— BEGIN Given data —

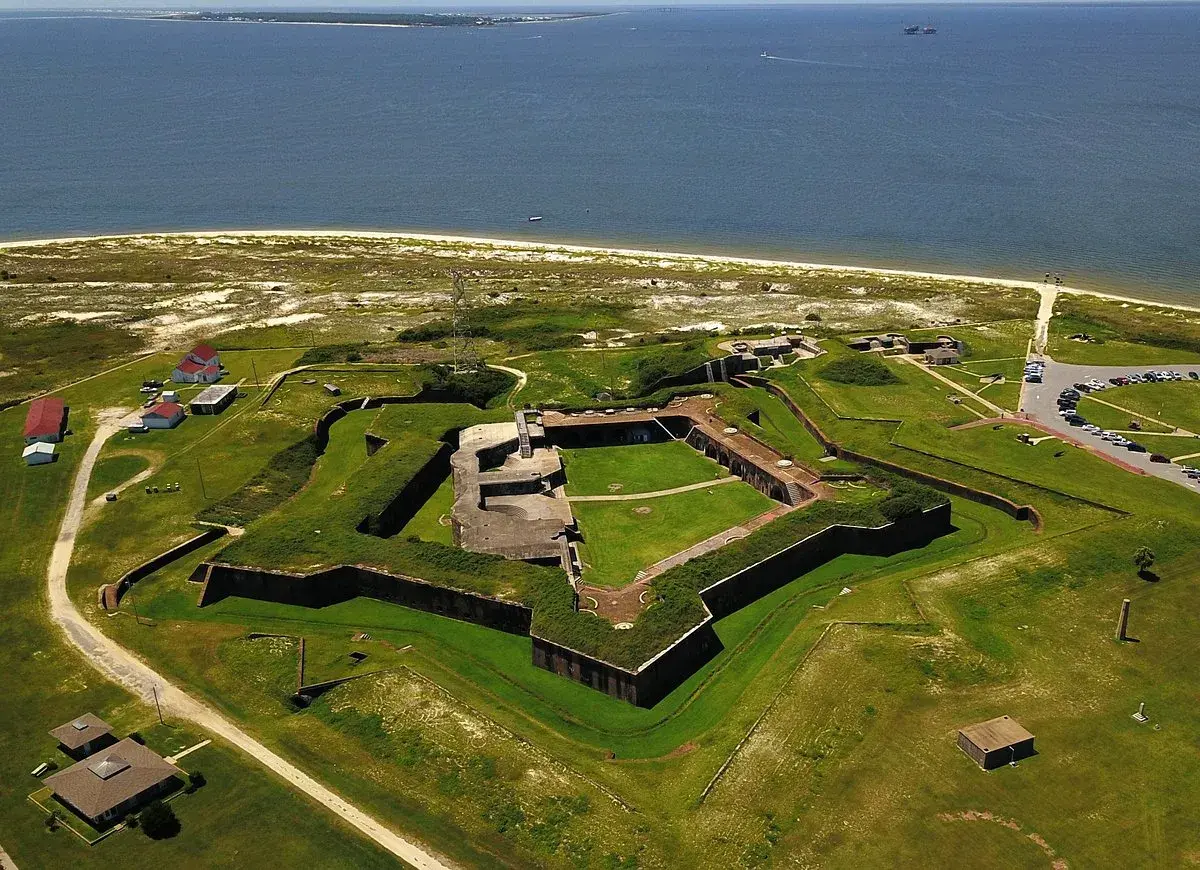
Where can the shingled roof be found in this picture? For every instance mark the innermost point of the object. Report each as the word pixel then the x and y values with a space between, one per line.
pixel 111 777
pixel 45 417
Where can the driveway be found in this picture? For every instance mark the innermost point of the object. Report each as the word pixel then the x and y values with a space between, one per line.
pixel 1042 401
pixel 121 666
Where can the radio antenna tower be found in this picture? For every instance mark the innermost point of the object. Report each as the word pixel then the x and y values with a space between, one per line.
pixel 461 343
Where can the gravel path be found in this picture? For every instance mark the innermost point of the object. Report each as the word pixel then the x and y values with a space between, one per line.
pixel 121 666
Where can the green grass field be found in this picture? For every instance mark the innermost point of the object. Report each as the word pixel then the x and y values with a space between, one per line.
pixel 917 394
pixel 622 538
pixel 1167 406
pixel 46 683
pixel 636 468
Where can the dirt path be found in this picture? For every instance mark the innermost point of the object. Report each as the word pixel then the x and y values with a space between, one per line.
pixel 658 493
pixel 1045 311
pixel 121 666
pixel 522 379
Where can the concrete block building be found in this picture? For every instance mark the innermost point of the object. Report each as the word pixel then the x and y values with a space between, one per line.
pixel 213 400
pixel 996 742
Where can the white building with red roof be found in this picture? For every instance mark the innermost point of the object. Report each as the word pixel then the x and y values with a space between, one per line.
pixel 201 365
pixel 46 420
pixel 163 415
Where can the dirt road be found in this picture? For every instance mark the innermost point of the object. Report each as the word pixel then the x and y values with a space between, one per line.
pixel 121 666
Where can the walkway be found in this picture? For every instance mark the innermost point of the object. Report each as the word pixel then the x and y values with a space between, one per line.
pixel 522 379
pixel 659 493
pixel 174 759
pixel 121 666
pixel 1041 401
pixel 1048 295
pixel 624 604
pixel 958 388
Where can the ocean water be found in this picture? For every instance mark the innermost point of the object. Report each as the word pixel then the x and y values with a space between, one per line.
pixel 1018 141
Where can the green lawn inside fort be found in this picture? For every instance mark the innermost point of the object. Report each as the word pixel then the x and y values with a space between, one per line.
pixel 623 538
pixel 822 730
pixel 636 468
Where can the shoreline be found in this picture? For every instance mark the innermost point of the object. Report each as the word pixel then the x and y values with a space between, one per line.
pixel 599 250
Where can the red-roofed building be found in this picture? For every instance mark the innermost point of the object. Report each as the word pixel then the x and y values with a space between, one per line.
pixel 205 354
pixel 46 420
pixel 201 365
pixel 163 415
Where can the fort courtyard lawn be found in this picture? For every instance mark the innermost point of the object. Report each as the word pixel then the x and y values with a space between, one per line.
pixel 623 538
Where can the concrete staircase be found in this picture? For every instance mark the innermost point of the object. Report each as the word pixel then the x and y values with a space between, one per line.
pixel 795 493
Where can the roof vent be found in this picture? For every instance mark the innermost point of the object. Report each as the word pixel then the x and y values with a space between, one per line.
pixel 109 766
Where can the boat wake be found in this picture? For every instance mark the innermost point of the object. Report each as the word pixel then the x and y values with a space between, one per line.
pixel 814 63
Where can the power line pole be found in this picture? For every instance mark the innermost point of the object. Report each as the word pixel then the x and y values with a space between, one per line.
pixel 461 346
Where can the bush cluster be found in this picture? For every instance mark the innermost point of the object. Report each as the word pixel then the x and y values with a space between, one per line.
pixel 859 371
pixel 333 353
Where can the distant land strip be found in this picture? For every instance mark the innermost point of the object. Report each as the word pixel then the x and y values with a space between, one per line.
pixel 379 19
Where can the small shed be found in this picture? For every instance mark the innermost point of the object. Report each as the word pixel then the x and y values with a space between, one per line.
pixel 37 454
pixel 942 357
pixel 83 736
pixel 163 415
pixel 996 742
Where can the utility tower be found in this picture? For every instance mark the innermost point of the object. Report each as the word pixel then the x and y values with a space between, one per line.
pixel 461 343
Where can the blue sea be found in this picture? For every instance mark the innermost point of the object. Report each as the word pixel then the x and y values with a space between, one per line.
pixel 1017 141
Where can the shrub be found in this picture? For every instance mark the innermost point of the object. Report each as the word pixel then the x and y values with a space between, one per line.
pixel 159 821
pixel 283 477
pixel 899 507
pixel 479 388
pixel 333 353
pixel 859 371
pixel 667 363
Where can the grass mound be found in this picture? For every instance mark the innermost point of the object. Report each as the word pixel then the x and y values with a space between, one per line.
pixel 858 371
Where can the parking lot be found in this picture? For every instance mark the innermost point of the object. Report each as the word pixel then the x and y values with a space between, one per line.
pixel 1041 401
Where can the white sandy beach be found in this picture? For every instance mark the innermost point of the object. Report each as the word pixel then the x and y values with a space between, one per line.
pixel 557 247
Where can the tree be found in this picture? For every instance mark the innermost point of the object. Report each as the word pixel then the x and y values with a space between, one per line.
pixel 1144 558
pixel 159 821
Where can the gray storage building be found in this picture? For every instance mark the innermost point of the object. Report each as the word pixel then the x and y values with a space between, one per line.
pixel 213 400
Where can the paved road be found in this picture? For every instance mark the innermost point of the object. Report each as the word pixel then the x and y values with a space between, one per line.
pixel 1041 401
pixel 121 666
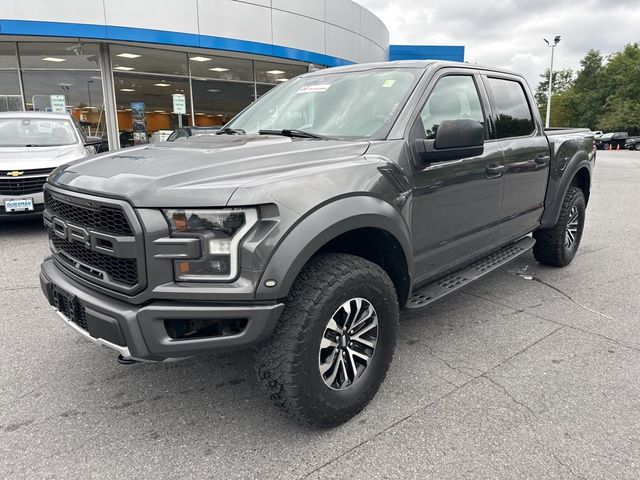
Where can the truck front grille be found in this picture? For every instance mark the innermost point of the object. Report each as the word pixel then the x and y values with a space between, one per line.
pixel 103 267
pixel 106 219
pixel 97 239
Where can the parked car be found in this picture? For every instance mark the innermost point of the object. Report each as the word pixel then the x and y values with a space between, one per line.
pixel 633 143
pixel 303 227
pixel 611 141
pixel 186 132
pixel 32 144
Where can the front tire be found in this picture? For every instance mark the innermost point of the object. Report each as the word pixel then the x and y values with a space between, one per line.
pixel 558 245
pixel 333 345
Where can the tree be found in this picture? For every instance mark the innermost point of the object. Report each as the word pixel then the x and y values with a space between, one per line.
pixel 562 81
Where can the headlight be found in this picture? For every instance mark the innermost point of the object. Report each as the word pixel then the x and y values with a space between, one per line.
pixel 220 232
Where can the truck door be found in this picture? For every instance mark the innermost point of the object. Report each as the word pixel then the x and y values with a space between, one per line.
pixel 456 204
pixel 526 154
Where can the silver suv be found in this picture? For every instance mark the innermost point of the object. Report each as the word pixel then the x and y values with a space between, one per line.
pixel 32 145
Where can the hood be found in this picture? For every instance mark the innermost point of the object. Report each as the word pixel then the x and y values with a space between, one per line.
pixel 30 158
pixel 198 172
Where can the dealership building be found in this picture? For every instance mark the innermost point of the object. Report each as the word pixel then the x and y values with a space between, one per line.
pixel 194 62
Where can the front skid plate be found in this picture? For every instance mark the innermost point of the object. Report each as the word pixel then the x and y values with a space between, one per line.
pixel 436 290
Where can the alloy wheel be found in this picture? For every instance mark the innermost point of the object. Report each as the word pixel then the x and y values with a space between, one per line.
pixel 348 343
pixel 572 228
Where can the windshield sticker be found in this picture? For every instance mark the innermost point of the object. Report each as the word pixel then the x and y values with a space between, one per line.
pixel 45 127
pixel 315 88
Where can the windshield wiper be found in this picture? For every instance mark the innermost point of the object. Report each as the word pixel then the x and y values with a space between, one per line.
pixel 230 131
pixel 292 133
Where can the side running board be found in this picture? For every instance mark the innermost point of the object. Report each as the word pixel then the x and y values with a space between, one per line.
pixel 436 290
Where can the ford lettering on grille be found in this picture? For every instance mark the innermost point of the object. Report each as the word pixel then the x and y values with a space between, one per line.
pixel 95 240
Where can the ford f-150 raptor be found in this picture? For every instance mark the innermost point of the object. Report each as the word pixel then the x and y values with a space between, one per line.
pixel 310 220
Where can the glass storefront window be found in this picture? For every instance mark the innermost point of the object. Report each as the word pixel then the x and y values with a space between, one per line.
pixel 59 56
pixel 222 68
pixel 82 91
pixel 148 60
pixel 262 88
pixel 275 73
pixel 8 58
pixel 10 96
pixel 145 106
pixel 217 102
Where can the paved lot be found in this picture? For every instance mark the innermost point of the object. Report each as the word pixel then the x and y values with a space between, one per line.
pixel 532 372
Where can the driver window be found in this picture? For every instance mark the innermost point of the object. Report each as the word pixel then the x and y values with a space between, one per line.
pixel 454 97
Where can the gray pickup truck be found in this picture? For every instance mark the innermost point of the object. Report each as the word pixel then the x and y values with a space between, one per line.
pixel 315 215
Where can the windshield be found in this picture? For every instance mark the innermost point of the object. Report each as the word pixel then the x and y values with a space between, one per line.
pixel 36 132
pixel 347 105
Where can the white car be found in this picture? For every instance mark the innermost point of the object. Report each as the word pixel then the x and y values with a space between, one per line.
pixel 32 145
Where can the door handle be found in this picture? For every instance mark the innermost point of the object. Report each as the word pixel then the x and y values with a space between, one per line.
pixel 495 171
pixel 542 160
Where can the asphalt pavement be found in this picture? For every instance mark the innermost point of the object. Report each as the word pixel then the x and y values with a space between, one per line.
pixel 531 372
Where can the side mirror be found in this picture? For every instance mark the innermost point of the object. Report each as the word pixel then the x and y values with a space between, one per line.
pixel 455 139
pixel 92 141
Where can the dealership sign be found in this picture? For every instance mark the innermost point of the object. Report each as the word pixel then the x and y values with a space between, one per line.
pixel 179 103
pixel 58 103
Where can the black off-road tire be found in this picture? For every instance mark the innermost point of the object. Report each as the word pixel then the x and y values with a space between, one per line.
pixel 550 247
pixel 287 363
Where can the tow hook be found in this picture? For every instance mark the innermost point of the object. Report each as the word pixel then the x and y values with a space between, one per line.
pixel 125 361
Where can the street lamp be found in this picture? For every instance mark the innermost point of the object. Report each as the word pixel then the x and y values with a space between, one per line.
pixel 556 40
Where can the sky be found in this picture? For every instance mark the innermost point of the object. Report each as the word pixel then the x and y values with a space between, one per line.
pixel 509 33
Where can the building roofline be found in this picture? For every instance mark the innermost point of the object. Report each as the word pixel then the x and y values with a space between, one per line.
pixel 112 33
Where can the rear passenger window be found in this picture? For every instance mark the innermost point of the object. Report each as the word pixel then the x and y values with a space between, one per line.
pixel 513 115
pixel 454 97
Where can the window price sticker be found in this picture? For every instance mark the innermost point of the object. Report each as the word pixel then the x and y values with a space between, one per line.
pixel 315 88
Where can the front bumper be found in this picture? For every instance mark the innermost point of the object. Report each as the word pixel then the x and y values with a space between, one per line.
pixel 139 332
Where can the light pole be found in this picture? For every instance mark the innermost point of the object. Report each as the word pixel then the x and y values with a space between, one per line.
pixel 556 40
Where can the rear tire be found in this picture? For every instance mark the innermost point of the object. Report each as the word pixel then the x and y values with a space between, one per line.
pixel 556 246
pixel 296 366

— END Given data —

Work instructions> Emit verbatim the lines running from the one with "Where can the front bumper" through the last line of the data, both endpoints inclusive.

Output>
Where can the front bumper be found in this picture? For every instance mark the innermost point of the object. Report each as the word pixel then the x and y values with a space between, one per line.
pixel 139 332
Where can the light pole be found in this picture? For every instance mark the innermost point of the object. Report each as the word pixel then the x and y values with a space between, one per line.
pixel 556 40
Where can the rear tire be found in this picture? For every instance mark the innermost point of the object. Report each as the word pixel then the x and y values with a space between, one per line.
pixel 556 246
pixel 296 366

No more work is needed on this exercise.